DOCUMENT SECTION
--- start ---
Smash TV (whose name references a gory '90s arcade game) excels at pairing crunched-up polyrhythms with alternately menacing and beautiful melodic passages-welding avant-garde and Euro-pop aesthetics together with radical flair. Like a plate of fugu, this music is delicious-but not for the faint of heart.
At first listen, Smash TV-now just Holger Zilske as his former partner, Michael Schmidt, defected to a day job-is unique to the point of being unsettling. On the latest release, Bits for Breakfast, the textures are gravelly and abrupt, often coming across like a drunken modem in an altercation with an AM radio. A few listens beyond the "visceral reaction" state, however, reveal wild creativity and sophistication that music futurists, DJ's and critics alike have widely acclaimed.
It might sound at first like Smash TV's music is as heartless as the video game its named after. And the world of Smash TV is a grim and violent place, but unlike the namesake, this is an entertainment experience that is not one-dimensional. If you've heard Ellen Allien's lushed-up speedball-of-an-album Berlinette, then you've got an idea of the texture, as the album was coproduced by Smash TV. On that masterpiece, Zilske injected his baroque noise confections throughout the landmark recording, if with slightly softened edges, smartly adapting to Ellen's angelic voice.
--- end ---
EXERCISE REQUIREMENTS
1. Turn the paragraph of the Smash TV review that begins "At first listen, Smash TV" into a short bulleted list that keeps its main facts.
2. Carry on the Smash TV review with a new passage that picks up after its final sentence.
The entries that come next are from a separate source and have no connection to the Smash TV review.

(Dataset excerpt)
--- start ---
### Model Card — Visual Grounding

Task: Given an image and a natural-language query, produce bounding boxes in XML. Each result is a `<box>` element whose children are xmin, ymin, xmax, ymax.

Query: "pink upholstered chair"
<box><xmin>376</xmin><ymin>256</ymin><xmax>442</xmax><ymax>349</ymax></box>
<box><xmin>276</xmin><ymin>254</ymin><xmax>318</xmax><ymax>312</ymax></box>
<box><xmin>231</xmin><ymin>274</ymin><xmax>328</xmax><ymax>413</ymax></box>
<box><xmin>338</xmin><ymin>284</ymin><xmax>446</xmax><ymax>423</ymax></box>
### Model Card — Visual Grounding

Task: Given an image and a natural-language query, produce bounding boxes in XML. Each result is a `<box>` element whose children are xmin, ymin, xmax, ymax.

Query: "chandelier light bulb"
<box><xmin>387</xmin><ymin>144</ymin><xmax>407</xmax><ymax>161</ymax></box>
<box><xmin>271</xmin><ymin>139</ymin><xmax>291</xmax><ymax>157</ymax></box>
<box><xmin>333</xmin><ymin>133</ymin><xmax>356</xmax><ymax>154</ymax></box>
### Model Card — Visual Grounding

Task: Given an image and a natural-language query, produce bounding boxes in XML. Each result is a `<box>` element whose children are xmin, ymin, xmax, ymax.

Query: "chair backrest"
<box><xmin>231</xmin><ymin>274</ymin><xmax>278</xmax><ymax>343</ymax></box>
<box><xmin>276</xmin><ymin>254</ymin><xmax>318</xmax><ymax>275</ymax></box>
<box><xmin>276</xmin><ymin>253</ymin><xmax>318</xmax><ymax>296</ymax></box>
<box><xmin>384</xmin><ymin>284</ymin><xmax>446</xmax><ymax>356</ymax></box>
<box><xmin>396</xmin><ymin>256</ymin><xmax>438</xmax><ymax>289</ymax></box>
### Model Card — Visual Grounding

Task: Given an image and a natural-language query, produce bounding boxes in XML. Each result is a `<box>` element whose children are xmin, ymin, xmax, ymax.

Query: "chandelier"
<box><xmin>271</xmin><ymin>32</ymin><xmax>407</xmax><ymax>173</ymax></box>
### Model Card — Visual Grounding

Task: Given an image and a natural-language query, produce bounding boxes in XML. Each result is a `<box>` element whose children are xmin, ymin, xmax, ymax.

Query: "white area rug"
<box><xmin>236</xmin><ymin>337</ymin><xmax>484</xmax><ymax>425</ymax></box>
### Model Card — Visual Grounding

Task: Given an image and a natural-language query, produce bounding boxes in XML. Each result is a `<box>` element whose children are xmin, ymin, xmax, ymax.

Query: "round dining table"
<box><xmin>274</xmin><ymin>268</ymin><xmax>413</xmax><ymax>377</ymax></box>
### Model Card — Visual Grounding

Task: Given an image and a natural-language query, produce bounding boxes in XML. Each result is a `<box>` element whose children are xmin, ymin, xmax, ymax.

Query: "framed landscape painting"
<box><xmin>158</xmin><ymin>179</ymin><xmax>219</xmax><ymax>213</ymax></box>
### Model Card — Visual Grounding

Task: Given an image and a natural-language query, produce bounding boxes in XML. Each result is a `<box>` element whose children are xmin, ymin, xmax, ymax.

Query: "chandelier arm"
--- end ---
ANSWERS TO THE EXERCISE
1.
- Smash TV is now only Holger Zilske, since his former partner, Michael Schmidt, left for a day job.
- On first hearing, the music is unique enough to be unsettling.
- The latest release, Bits for Breakfast, has gravelly, abrupt textures that sound like a drunken modem fighting with an AM radio.
- After a few more listens, the music shows wild creativity and sophistication that music futurists, DJs and critics have widely praised.

2.
Further evidence of Zilske's stylistic imagination is right up front on the first track of Bits for Breakfast. On "Queen of Men," the album's curiously titled first single, Zilske demonstrates the will to escape his own hard-edged reputation for a refreshingly vacuous tangent. The song lays in with a familiar disco groove, delivered squeaky-clean without a drop of pretense. Never breaking character, Smash TV's jagged exterior is now dropped in exchange for a layer of glitter and sequins. Strangely, this sonic drag sounds surprisingly sincere. Exuberant and Moroderesque, the piece is buoyed by androgynated guest vocalist Raz Ohara, unashamedly attacking the mic in strung-out Hedwig fashion.
The Smash TV sound is usually a far cry from retro, though references to late-'80s/early-'90s industrial pop are too pronounced to ignore. It makes sense that the pop culture world would follow its '80s revival with a little '90s nostalgia, and, yes, that is a scary thought. But, if the '90s rears its ugly head, and ends up sounding like Smash TV, it will be most welcome.